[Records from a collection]
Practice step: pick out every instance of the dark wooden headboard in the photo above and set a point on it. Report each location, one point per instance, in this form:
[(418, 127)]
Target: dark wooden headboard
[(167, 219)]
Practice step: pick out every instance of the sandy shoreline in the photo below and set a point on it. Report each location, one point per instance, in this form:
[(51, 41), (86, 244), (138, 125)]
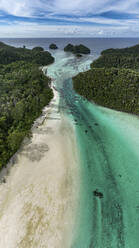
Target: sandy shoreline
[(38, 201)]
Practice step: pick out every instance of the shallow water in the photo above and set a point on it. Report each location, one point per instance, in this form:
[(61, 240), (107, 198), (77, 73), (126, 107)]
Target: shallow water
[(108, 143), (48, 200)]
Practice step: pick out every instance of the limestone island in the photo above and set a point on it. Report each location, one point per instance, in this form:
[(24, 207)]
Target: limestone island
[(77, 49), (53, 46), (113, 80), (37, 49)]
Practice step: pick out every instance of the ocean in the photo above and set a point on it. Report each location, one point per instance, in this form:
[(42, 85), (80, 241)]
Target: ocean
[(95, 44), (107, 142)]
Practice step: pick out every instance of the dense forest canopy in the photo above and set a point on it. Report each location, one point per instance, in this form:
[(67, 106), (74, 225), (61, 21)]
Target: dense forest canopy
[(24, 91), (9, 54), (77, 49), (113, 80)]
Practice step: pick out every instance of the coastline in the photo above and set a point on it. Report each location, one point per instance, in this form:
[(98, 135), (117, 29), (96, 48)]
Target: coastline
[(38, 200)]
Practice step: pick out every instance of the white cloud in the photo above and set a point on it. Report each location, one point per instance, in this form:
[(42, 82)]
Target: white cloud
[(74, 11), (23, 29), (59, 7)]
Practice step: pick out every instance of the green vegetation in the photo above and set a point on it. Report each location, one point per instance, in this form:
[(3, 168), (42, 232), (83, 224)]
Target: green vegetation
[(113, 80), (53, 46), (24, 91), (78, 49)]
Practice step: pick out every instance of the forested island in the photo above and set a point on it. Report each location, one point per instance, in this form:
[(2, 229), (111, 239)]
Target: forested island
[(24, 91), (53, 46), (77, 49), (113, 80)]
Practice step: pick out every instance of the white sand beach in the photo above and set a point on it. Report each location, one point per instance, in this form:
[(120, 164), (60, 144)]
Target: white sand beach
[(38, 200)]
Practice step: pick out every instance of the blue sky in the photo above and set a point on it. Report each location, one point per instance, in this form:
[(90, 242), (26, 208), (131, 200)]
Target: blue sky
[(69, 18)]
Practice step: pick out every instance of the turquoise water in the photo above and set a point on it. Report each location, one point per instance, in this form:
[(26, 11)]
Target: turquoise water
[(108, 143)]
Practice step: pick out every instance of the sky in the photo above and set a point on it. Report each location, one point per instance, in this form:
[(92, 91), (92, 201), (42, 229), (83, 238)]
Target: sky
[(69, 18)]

(ASSIGNMENT) Of all the entries above, retype exactly the lines from the line with "Target: dense forest canopy" to the line with "[(98, 135), (117, 29), (96, 48)]", both included, and no others.

(SOLUTION TO THE PROBLEM)
Target: dense forest canopy
[(24, 91), (9, 54), (77, 49), (113, 80)]
Practice step: pick out every instance of the coastline in the photo above and set a point on it. Report each location, one point per instance, in this form:
[(98, 135), (117, 29), (96, 48)]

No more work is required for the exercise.